[Saved entries]
>>>

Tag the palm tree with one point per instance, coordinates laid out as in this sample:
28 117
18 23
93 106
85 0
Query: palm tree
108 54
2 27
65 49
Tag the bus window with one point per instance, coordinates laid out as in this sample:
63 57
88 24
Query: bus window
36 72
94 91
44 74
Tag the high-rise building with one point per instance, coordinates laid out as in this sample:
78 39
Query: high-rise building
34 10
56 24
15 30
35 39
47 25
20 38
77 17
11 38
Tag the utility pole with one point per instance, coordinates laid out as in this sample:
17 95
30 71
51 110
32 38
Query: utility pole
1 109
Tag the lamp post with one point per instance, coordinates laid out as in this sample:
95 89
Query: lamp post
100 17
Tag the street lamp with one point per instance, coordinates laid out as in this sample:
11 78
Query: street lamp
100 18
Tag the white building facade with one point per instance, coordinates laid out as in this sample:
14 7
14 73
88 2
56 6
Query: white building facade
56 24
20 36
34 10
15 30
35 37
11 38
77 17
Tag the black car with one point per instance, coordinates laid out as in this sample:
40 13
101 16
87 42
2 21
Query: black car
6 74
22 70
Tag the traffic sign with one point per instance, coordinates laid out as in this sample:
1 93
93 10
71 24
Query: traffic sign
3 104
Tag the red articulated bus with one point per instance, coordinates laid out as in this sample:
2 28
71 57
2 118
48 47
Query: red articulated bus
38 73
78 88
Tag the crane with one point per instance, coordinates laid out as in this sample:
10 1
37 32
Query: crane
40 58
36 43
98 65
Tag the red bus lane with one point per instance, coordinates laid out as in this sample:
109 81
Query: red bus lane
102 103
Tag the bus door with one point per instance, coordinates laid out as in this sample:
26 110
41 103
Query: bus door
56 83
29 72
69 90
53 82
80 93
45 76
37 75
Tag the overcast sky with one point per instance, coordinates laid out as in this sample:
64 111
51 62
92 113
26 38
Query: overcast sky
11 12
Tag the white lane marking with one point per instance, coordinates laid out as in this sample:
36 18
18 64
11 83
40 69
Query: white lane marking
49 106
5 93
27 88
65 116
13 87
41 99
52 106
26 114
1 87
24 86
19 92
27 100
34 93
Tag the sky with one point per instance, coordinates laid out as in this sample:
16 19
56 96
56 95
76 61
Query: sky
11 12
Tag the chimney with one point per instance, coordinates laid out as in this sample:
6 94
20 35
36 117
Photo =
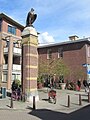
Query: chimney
74 37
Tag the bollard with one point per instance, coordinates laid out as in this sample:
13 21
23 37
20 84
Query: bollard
89 97
11 102
80 101
34 107
68 101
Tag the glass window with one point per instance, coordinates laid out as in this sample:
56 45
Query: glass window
60 52
49 54
12 29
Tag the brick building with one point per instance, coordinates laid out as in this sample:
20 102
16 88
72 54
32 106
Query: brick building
75 53
10 50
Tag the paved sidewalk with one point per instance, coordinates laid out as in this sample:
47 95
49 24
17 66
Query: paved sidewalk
60 106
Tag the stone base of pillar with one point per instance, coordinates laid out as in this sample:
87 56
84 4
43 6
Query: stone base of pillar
30 95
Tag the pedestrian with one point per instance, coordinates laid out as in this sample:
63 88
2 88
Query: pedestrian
86 85
79 84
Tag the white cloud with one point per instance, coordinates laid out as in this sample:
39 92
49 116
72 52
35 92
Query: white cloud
45 38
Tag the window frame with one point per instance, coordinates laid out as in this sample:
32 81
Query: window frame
60 52
12 29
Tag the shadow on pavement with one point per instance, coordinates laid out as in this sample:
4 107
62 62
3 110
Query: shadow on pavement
45 114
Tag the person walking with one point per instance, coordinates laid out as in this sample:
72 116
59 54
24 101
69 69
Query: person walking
79 84
86 85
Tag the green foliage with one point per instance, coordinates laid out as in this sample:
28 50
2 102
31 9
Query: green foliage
51 67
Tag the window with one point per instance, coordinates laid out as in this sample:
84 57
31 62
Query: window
60 53
12 29
49 54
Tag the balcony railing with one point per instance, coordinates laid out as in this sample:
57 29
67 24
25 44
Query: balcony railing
15 67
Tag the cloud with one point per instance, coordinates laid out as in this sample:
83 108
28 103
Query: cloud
45 38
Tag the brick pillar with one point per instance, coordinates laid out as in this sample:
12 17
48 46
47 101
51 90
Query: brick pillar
10 59
29 63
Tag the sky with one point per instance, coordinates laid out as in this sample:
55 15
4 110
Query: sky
56 20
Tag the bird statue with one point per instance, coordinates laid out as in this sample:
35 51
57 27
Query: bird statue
31 17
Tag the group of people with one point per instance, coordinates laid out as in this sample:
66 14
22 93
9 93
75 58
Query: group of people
85 84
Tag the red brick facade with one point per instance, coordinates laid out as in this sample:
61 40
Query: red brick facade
74 56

<<<

§ **What this task involves**: Would you return the records exactly, keeping out every picture?

§ **Solution to the problem**:
Tag the palm tree with one point per instance, coordinates laid out as in this sample:
28 117
18 23
93 106
85 0
Query: palm tree
108 54
2 27
65 49
Tag the bus window with one point per instance, coordinates laid out as in this sample:
63 57
88 24
Query: bus window
36 72
94 91
44 74
Tag the high-rise building with one point per instance, coordinates laid out as in this sample:
78 39
Query: high-rise building
34 10
56 24
15 30
35 39
47 25
20 38
77 17
11 38
Tag the utility pole with one point per instance, coordinates laid out as in this sample:
17 95
30 71
51 110
32 38
Query: utility pole
1 109
Tag the lamp post with one point per instance, coordinates laid out as in this sample:
95 89
Query: lamp post
100 17
Tag the street lamp with one point per instance, coordinates laid out as in this sample:
11 78
Query: street lamp
100 18
Tag the white building facade with one point per instance, coordinates laid out as in this sample:
14 7
14 73
88 2
56 6
Query: white building facade
56 24
20 36
34 10
15 30
35 37
11 38
77 17
Tag the black car with one point per instance, coordinates laid out as in this sample:
40 13
101 16
87 42
2 21
Query: black car
6 74
22 70
Tag the traffic sign with one point per instance, coordinates laid out as in this sample:
1 93
93 10
71 24
Query: traffic sign
3 104
Tag the red articulated bus with one point per instance, coordinates laid out as in this sample:
2 28
71 57
2 118
48 47
Query: red articulated bus
38 73
78 88
Tag the crane with one point per instance, coordinates laid out as in this sample:
10 1
37 32
Query: crane
40 58
36 43
98 65
Tag the red bus lane with one point per instance, coordinates laid out as in this sample:
109 81
Query: red bus lane
102 103
Tag the bus door with one point per instance, coordinates laid out as in this sample:
26 110
41 103
Query: bus door
56 83
29 72
69 90
53 82
80 93
45 76
37 75
Tag the overcast sky with one point per instance, coordinates laid out as in this sample:
64 111
51 62
92 113
26 38
Query: overcast sky
11 12
Tag the white lane marking with one point per instance, coordinates laid out as in this sample:
36 18
18 64
11 83
40 69
Query: white lane marking
49 106
5 93
27 88
65 116
13 87
41 99
52 106
26 114
1 87
24 86
19 92
27 100
34 93
Tag the sky with one point per instance, coordinates laid out as in this sample:
16 19
56 96
56 95
76 61
Query: sky
11 12
Tag the chimney with one point per instance, coordinates laid out as in this sample:
6 94
20 35
36 117
Photo =
Query: chimney
74 37
Tag the bollard with one point per instance, coordinates laid out as in this sample:
13 21
23 37
20 84
Query: bollard
89 97
11 102
80 101
34 107
68 101
Tag the glass window with one point per instance, coordinates laid out as in this sample:
56 45
Query: glass window
60 52
49 54
12 29
Tag the brick building with one point per instance, coordinates laid out as in this sample:
20 102
16 88
72 54
32 106
Query: brick building
75 53
10 50
Tag the paved sidewalk with one point per instance, coordinates laid out as in this sample:
47 95
49 24
17 66
Query: paved sidewalk
60 106
Tag the stone base of pillar with one point per instance, coordinates laid out as in this sample:
87 56
84 4
43 6
Query: stone base of pillar
30 95
Tag the pedestrian with one point per instance, coordinates laid out as in this sample:
63 88
2 88
Query: pedestrian
86 85
79 84
Tag the white cloud with one point per instance, coordinates laid out as in this sample:
39 92
49 116
72 52
35 92
Query: white cloud
45 38
Tag the window frame with one point per instance, coordinates laid out as in this sample:
32 81
Query: window frame
60 52
12 29
Tag the shadow on pavement with one point per instance, coordinates laid out as in this sample:
4 107
62 62
3 110
Query: shadow on pavement
45 114
Tag the person walking with one point per instance, coordinates laid out as in this sample:
72 116
59 54
24 101
69 69
Query: person walking
79 84
86 85
Tag the green foliage with one point per instance, coordinates laid out as in this sample:
28 50
2 102
31 9
Query: green foliage
51 67
Tag the window with one point per instance, coordinates laid out as in this sample:
84 57
31 62
Query: window
60 53
12 29
49 54
Tag the balcony railing with one point per instance, coordinates laid out as in this sample:
57 29
67 24
25 44
Query: balcony railing
15 67
Tag the cloud with one point per instance, coordinates laid out as in this sample:
83 108
28 103
Query: cloud
45 38
Tag the brick pillar with one point per instance, coordinates laid out as in this sample:
12 17
48 46
47 101
51 90
Query: brick pillar
10 59
29 63
Tag the sky with one point per instance, coordinates laid out as in this sample:
55 15
4 110
Query: sky
56 20
Tag the bird statue with one point per instance, coordinates laid out as in this sample:
35 51
57 27
Query: bird statue
31 17
Tag the group of people with one point per instance, coordinates laid out as in this sample:
66 14
22 93
9 93
75 58
Query: group of people
85 84
Tag the red brick facade with one point per instance, coordinates laid out as in this sample:
61 40
Query: red brick facade
74 56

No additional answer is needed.